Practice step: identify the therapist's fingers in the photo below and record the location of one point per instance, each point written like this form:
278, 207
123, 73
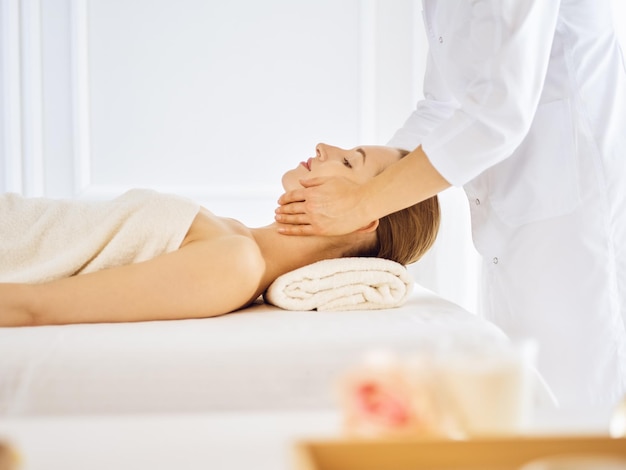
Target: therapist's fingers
297, 207
292, 228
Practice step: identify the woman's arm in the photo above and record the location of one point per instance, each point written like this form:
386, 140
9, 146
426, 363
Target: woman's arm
202, 279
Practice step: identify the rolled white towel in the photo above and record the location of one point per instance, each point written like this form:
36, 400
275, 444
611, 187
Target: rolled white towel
342, 284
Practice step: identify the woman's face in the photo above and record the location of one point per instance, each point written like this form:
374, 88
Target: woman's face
358, 164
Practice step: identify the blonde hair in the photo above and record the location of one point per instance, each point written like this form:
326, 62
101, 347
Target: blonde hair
405, 236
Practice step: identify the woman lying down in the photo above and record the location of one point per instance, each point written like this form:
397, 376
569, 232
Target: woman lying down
152, 256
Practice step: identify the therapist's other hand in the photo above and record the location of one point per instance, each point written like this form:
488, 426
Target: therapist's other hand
325, 206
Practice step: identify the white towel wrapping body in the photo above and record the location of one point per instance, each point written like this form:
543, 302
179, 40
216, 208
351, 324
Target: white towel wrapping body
45, 239
342, 284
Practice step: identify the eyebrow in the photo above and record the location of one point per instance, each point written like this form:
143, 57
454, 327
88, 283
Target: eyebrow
362, 152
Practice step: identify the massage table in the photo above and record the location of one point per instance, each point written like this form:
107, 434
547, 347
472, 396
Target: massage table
261, 358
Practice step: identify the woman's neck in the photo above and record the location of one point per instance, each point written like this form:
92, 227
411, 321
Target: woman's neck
284, 253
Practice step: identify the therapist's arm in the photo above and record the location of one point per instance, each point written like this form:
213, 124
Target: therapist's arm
336, 206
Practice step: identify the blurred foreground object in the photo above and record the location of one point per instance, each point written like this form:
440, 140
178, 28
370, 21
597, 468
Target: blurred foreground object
475, 390
618, 420
8, 457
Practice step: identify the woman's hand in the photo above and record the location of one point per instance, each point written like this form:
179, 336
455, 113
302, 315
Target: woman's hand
325, 206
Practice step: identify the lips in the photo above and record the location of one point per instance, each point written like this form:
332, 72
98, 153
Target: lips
307, 164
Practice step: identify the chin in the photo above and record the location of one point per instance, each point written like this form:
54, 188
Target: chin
291, 180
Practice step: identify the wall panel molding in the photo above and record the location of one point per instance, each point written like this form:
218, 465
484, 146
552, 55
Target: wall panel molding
10, 111
31, 98
81, 120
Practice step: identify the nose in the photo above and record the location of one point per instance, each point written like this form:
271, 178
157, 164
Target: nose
325, 151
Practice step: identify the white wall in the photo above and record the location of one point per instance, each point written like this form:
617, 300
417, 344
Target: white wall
211, 99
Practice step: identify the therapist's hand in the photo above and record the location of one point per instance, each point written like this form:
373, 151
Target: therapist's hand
325, 206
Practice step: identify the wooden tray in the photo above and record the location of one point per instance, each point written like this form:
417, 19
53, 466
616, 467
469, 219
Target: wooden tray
476, 454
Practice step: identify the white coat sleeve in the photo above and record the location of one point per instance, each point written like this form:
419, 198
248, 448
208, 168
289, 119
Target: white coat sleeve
493, 56
437, 106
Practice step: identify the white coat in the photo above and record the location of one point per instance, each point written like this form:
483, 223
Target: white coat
525, 106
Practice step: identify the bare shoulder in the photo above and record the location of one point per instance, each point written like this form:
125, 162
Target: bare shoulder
207, 226
227, 254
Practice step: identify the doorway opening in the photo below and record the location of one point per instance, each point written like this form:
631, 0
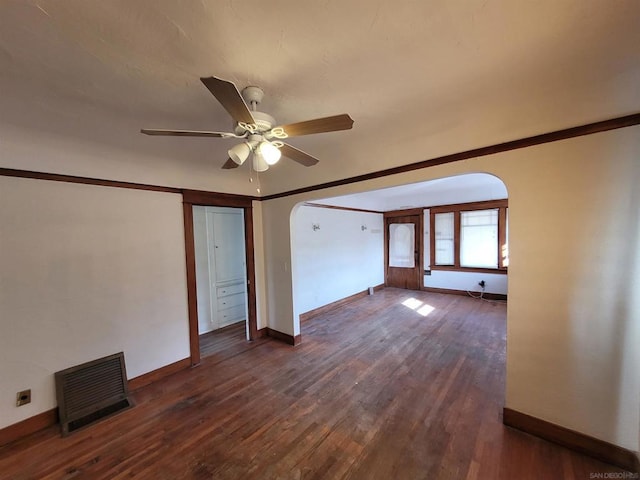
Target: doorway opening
220, 277
226, 305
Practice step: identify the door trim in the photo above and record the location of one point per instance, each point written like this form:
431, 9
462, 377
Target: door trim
419, 212
214, 200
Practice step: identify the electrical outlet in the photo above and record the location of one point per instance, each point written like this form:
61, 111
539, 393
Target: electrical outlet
23, 397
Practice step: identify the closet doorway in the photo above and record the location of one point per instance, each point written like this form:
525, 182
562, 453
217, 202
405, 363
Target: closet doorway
220, 281
220, 277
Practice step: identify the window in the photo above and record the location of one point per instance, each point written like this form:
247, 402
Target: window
470, 236
444, 239
479, 238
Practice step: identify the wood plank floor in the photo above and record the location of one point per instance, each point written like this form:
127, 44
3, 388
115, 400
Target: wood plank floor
399, 385
225, 342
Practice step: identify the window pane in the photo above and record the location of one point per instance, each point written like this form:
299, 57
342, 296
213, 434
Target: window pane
479, 238
444, 238
401, 245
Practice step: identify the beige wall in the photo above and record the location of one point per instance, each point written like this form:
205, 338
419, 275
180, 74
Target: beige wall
572, 356
86, 272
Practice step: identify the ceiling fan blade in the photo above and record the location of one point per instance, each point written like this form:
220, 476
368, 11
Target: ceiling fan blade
187, 133
319, 125
298, 155
230, 98
229, 164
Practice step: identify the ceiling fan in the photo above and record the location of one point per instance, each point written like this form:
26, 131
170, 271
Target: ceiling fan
260, 134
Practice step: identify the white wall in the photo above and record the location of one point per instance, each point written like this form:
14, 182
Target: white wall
336, 261
467, 281
86, 271
572, 356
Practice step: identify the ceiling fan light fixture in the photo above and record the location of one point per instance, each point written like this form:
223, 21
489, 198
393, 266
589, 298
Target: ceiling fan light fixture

▸ Your task
Go through the data, and copy each line in which the word "below" appears.

▸ Output for this task
Practice step: identify the therapist's fingers in the photo below and record the location of one point per instance, each point written like this form:
Practice step: identify the doorway opening in the photo below and record the location of one point per instance, each point written like this form:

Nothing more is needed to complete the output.